**Task requirements**: Swap "Multiple" for "Several" everywhere in the records below and write out all their lines again with nothing else altered. Leave out the pictures.

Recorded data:
=======

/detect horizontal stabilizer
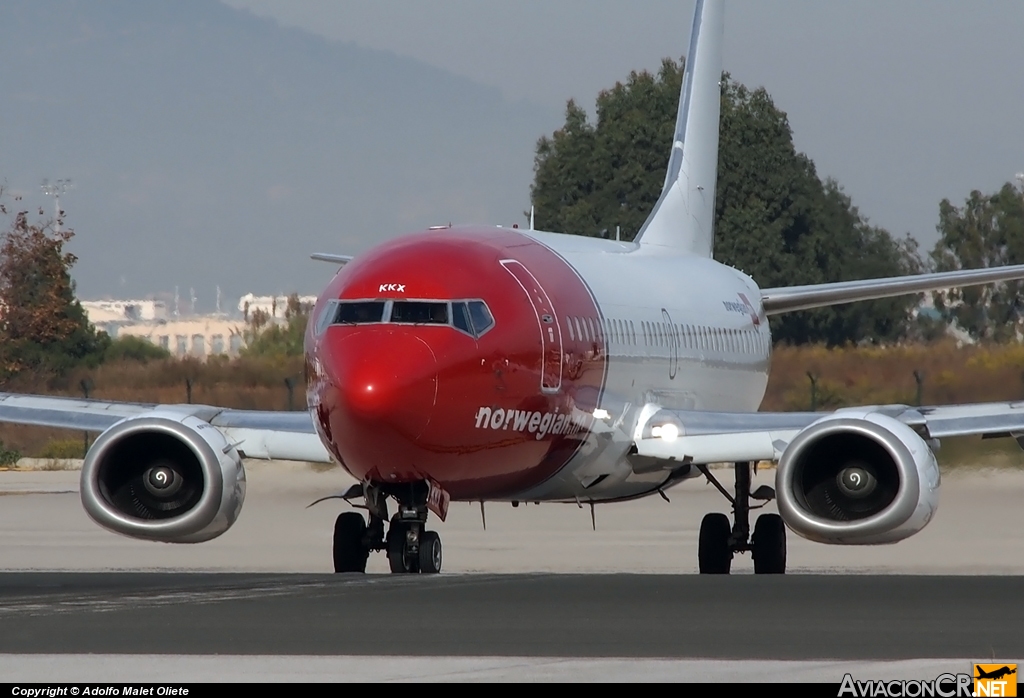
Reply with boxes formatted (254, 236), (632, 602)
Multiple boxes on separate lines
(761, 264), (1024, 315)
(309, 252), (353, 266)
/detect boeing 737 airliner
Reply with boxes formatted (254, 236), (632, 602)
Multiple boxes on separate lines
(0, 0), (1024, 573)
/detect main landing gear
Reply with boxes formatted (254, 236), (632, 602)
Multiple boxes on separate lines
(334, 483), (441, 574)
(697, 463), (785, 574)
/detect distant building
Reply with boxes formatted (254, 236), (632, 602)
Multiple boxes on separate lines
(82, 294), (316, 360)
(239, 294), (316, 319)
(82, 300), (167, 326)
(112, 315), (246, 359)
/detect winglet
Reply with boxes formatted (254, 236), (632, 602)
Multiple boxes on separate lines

=======

**Exercise output**:
/detect horizontal stabilizer
Reply with boxes formatted (254, 236), (632, 602)
Several boxes on separate lines
(761, 264), (1024, 315)
(309, 252), (353, 266)
/detect boeing 737 airliner
Reply with boxes formatted (254, 236), (632, 602)
Several boxes on separate lines
(0, 0), (1024, 573)
/detect main landing gear
Reply with boxes formatted (254, 236), (632, 602)
Several boxes on separate lines
(334, 483), (441, 574)
(697, 463), (785, 574)
/detect distant building
Reply with boxes formatted (254, 236), (632, 602)
Several boxes on separate lines
(82, 294), (316, 360)
(239, 294), (316, 319)
(82, 300), (167, 326)
(112, 315), (246, 359)
/detect winglet
Reply with boxes formatted (254, 236), (632, 602)
Several boxes on separate lines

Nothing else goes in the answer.